START Data for the task
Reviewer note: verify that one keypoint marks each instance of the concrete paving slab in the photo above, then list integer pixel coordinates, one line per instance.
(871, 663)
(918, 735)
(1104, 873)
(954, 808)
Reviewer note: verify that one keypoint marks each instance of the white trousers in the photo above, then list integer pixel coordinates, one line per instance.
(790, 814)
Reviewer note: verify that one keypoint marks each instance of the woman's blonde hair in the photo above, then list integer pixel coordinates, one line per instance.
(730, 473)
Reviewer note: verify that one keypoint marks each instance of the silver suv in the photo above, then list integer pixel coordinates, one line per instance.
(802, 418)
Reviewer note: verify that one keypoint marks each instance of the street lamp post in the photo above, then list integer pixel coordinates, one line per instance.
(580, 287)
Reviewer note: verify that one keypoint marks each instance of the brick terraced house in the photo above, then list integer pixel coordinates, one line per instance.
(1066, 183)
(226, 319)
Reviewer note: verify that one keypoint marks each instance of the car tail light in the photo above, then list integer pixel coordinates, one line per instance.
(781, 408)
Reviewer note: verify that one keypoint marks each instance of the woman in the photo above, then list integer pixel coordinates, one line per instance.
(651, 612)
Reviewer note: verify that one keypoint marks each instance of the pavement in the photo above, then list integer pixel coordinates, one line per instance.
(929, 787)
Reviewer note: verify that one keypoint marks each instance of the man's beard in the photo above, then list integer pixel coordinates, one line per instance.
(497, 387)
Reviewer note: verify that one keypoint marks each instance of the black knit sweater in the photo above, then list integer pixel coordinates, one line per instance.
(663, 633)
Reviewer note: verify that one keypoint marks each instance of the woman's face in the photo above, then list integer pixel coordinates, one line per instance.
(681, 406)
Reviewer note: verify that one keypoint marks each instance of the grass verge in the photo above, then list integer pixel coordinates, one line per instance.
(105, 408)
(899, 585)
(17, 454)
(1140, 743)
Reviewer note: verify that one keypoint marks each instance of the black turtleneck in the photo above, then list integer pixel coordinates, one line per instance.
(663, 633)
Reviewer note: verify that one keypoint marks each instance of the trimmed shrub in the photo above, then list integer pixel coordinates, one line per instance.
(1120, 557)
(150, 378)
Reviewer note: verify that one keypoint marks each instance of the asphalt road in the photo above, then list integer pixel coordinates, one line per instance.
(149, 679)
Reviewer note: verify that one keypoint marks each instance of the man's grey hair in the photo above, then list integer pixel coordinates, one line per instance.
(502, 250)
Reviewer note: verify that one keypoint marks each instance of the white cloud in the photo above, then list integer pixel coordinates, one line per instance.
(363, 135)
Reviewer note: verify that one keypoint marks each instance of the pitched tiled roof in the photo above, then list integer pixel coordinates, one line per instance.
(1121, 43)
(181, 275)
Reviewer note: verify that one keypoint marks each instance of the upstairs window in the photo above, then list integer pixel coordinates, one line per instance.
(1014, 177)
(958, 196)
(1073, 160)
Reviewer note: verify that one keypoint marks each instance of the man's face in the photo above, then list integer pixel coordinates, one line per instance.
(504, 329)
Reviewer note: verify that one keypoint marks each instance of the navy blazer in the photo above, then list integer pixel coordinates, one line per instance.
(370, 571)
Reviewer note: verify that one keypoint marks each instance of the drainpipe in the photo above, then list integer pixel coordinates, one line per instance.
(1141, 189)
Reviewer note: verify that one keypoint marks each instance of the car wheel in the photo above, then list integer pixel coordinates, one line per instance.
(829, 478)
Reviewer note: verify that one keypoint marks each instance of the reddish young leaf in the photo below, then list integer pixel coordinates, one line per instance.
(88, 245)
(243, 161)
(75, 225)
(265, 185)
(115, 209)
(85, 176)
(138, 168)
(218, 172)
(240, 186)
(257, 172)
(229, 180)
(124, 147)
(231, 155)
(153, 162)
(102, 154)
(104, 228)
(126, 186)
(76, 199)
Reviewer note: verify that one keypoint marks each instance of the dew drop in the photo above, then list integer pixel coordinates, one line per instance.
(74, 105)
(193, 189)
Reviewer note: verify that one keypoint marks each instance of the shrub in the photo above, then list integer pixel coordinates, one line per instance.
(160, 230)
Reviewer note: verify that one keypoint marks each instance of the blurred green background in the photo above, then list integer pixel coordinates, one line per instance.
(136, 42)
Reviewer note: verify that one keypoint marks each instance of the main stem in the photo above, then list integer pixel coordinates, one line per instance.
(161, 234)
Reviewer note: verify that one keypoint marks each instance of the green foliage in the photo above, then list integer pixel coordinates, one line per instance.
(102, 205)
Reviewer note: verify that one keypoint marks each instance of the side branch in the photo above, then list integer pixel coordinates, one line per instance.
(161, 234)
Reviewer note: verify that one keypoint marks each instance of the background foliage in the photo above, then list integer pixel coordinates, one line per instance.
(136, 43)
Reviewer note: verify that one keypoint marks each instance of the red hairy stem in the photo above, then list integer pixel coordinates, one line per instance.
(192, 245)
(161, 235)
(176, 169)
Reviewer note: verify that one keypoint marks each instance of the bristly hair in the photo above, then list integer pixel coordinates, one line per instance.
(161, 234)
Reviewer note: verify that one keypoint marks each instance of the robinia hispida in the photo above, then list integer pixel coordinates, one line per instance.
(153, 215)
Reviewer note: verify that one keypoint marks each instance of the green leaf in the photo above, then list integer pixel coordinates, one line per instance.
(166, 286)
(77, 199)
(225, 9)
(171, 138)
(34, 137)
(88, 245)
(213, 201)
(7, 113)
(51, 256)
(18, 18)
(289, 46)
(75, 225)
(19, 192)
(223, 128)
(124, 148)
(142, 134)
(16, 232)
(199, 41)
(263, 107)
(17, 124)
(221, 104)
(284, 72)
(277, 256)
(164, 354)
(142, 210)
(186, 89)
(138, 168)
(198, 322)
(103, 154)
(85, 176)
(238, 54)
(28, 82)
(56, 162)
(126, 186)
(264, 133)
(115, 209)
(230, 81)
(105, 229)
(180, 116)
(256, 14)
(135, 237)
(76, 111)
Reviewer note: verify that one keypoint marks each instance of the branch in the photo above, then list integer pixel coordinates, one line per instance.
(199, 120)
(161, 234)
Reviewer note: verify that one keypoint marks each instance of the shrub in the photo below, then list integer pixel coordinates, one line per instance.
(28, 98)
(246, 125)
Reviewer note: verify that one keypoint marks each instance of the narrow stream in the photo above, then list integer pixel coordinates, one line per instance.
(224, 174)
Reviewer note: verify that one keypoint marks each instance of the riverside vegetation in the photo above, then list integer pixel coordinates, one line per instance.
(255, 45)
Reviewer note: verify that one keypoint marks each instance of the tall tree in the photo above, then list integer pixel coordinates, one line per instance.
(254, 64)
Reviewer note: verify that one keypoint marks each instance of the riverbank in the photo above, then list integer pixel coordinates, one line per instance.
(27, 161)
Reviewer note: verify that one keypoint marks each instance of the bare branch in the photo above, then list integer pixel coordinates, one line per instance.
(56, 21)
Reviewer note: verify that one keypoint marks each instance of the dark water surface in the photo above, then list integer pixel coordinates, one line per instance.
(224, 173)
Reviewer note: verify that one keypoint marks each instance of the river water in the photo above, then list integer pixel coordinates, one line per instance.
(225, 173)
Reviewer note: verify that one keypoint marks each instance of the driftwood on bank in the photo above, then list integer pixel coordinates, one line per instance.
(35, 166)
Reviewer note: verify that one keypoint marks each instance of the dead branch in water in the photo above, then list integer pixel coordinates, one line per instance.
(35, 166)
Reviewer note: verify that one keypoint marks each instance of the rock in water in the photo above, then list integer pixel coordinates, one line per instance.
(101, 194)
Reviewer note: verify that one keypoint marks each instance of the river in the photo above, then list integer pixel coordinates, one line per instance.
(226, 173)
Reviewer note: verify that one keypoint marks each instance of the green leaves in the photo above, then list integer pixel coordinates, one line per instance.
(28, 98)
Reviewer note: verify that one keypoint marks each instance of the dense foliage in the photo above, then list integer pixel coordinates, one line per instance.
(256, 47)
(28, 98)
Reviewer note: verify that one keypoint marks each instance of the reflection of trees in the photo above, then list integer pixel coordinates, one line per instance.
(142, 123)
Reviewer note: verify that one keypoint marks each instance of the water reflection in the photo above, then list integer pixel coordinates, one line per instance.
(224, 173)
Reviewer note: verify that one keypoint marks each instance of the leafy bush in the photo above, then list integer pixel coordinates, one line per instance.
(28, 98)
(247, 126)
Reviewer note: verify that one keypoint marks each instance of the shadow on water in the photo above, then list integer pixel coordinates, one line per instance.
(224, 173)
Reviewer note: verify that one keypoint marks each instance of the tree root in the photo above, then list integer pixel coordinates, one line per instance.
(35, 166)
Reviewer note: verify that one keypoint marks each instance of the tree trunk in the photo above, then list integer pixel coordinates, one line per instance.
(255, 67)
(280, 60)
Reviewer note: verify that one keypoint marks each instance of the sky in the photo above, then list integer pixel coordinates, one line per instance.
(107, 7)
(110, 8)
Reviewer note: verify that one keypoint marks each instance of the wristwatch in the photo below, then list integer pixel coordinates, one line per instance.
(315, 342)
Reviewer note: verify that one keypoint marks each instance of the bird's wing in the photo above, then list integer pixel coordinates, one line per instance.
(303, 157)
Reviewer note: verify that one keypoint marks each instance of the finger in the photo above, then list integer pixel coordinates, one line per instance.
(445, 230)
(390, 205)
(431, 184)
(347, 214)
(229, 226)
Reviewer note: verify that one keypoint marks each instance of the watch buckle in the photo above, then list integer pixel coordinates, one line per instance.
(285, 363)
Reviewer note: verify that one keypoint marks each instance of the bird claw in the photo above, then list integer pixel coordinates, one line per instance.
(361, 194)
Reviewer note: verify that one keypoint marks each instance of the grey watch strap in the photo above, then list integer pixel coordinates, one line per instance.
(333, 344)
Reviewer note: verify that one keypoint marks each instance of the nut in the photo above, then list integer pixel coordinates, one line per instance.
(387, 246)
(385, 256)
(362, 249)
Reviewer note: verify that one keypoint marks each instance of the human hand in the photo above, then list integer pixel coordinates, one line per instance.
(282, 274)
END Data for the task
All lines from the one containing "of the finger" to the end of the records, both ends included, should be printed exactly and on their own.

• **Task result**
Reviewer note: verify that one keypoint marks each instance of the finger in the photo above, then list integer pixel coordinates, one line per instance.
(445, 230)
(390, 205)
(431, 184)
(347, 214)
(229, 226)
Reviewer note: verify that one keypoint marks each instance of the watch buckle in the photo above, then list integer pixel coordinates, one line per instance.
(285, 363)
Reviewer note: verify that one keypoint marks each instance of the bird claw in the photo above, then list integer pixel coordinates, one line per instance.
(361, 194)
Reviewer note: verify that one keypoint marks each instance of the grey watch strap in the photo above, then list integer pixel coordinates, one line per instance.
(333, 344)
Reviewer note: verify that one keypoint marks each instance of the nut in the photo above, then list integer pixel coordinates, one line per instance.
(387, 246)
(385, 256)
(362, 249)
Reviewer note: verify that one keypoint marks each instance of the human hand in the photo above, then list integer pixel coordinates, one line per instance.
(282, 274)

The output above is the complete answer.